(Labeled-object pointing records)
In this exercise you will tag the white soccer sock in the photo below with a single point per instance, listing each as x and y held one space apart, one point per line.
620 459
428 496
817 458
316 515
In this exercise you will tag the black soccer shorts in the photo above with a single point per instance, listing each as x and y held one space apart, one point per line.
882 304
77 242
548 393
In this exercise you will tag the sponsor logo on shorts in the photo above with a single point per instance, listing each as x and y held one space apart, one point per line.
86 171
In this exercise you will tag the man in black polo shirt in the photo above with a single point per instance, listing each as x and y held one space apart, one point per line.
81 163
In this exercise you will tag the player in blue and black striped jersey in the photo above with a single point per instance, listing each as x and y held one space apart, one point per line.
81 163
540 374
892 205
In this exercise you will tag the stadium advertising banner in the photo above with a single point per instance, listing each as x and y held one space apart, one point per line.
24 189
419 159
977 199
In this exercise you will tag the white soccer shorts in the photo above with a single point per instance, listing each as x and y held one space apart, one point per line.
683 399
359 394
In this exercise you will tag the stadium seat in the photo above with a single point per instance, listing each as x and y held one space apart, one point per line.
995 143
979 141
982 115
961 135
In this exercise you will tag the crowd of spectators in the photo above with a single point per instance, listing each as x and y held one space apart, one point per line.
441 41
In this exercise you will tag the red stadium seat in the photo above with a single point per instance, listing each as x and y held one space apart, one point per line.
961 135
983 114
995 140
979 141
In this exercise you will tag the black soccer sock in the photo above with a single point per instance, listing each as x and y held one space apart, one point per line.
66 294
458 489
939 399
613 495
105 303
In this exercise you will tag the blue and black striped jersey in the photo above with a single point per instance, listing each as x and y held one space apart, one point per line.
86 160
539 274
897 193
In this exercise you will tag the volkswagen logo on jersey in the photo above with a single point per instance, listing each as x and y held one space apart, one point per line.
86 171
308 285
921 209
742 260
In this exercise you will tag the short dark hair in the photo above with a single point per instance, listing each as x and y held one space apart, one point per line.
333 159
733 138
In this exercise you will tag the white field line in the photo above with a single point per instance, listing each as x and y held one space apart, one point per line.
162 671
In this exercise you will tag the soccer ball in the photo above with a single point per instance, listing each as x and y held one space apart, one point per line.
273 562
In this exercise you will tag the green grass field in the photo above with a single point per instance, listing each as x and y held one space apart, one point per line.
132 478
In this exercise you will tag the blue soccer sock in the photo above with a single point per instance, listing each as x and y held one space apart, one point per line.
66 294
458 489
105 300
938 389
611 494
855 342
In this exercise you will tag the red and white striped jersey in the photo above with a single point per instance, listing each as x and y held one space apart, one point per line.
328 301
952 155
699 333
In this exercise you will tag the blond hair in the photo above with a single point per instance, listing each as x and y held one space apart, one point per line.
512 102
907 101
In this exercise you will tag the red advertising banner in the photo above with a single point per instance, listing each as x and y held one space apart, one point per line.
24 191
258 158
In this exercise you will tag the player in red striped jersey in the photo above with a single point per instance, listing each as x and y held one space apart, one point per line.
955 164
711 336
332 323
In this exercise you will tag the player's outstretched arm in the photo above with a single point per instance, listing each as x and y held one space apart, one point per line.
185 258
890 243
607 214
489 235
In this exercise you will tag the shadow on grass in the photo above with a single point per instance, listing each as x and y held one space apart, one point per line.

[What you are asked to do] Lay out every line of the records above as a numbered list, leaving out any blank lines.

[Solution to this task]
1. In this exercise you will tag the white soccer sock in the photo below with a single point per instance, listing each as x and y held one space apart, one point per line.
2. 620 459
3. 428 496
4. 817 458
5. 316 515
6. In this exercise you will tag the black soccer shorts in the photo above with a single point per instance, listing each as x and y held one space apart, one point per line.
7. 882 304
8. 77 242
9. 548 393
10. In this exercise you will tag the sponsor logo on shorts in the photo above with a single point per instance, listing each as x and y held one space apart, one point per line.
11. 86 171
12. In this exercise you will tag the man in black polo shirt in the photo above with a single point per instance, listing each as x and y held one space apart, one point per line.
13. 81 163
14. In this exercise you will tag the player in blue and black striped jersey in the photo above with a single point per instance, listing each as x and y held one space apart, one point per line.
15. 81 163
16. 540 374
17. 892 205
18. In this exercise you will tag the stadium advertising banner in the photo above with a single point per instance, listing each as x and y held one space apart, one point per line.
19. 24 189
20. 419 159
21. 977 199
22. In this exercise you will tag the white soccer shorts in the photo above with a single point per instance, listing each as x and y held one space apart, one point per line.
23. 683 399
24. 359 394
25. In this exercise you will tag the stadium seat in the photo above with a single point per instance, listing each as x and y held one space apart, one point per line.
26. 995 143
27. 979 141
28. 982 115
29. 961 135
30. In this exercise you will tag the crowd of spectators in the photo above with a single point per instance, listing each as x and y held one space apart, one point per line.
31. 441 41
32. In this exercise you will tag the red stadium seat in the photo above with a single point per instance, listing each as x and y held one space apart, one point per line.
33. 961 135
34. 983 114
35. 995 140
36. 979 141
37. In this exercise you will tag the black soccer sock in the photo above with a single point per instance, listing each as x and y held one space apart, one point per line.
38. 66 294
39. 458 489
40. 939 399
41. 613 495
42. 105 303
43. In this exercise you will tag the blue and black striped jersey in the photo above with a single point per instance, listing each as x and y held one space apart, one point per line.
44. 86 160
45. 539 274
46. 897 193
47. In this exercise you will tag the volkswagen logo on jersey in the photo above with a single point per instance, listing each as x and y held one space apart, one point per line.
48. 86 171
49. 308 285
50. 921 209
51. 742 260
52. In this exercise you will tag the short dark hair in the photo above with a single point per instance, listing each as x and y held one space apart, one point per line.
53. 333 159
54. 733 138
55. In this exercise you will tag the white field line in the photo above with a single point per instance, listing each as x and y held one space apart, one point per line.
56. 162 671
57. In this exercise you will tag the soccer ball in the photo above with a single point per instance, listing each as x and y held one space apart, one point per line.
58. 273 562
59. In this exercise you will tag the green grass field in the photo above with a single point per instance, listing each as x and y held one space apart, one point per line.
60. 132 478
61. In this exercise you will tag the blue soccer sock in the photo above with a single point per instance, listing each as x and y held one space apart, one point per line.
62. 66 294
63. 458 489
64. 105 300
65. 938 389
66. 611 494
67. 855 342
68. In this exercise you will tag the red and white striped jersey in the photo above with a single point per instance, listing each as x and y held one space apart, one point per line.
69. 328 301
70. 952 155
71. 699 333
72. In this exercise you will tag the blond hair in the photo above with a single point per instance, listing each as x and y held one space apart, one point per line.
73. 512 102
74. 907 101
75. In this exercise you will tag the red advertising banner in the photo above with a single point per instance, listing each as x and y held one space apart, one point per line.
76. 24 191
77. 258 158
78. In this exercise you will tag the player in red striped jersey in the photo above with a single point per instance, listing each as x and y held one space apart, one point per line.
79. 955 164
80. 711 336
81. 332 323
82. In this exercise you will tag the player's outstretched arm in the photo above with a single point per instance, listing each as x and y held one space apart, one point per line.
83. 185 258
84. 890 243
85. 607 214
86. 489 235
87. In this exercise you will tag the shadow on grass in the photo above with a single point per instance, listing each as x and y held one space apart, one point per line.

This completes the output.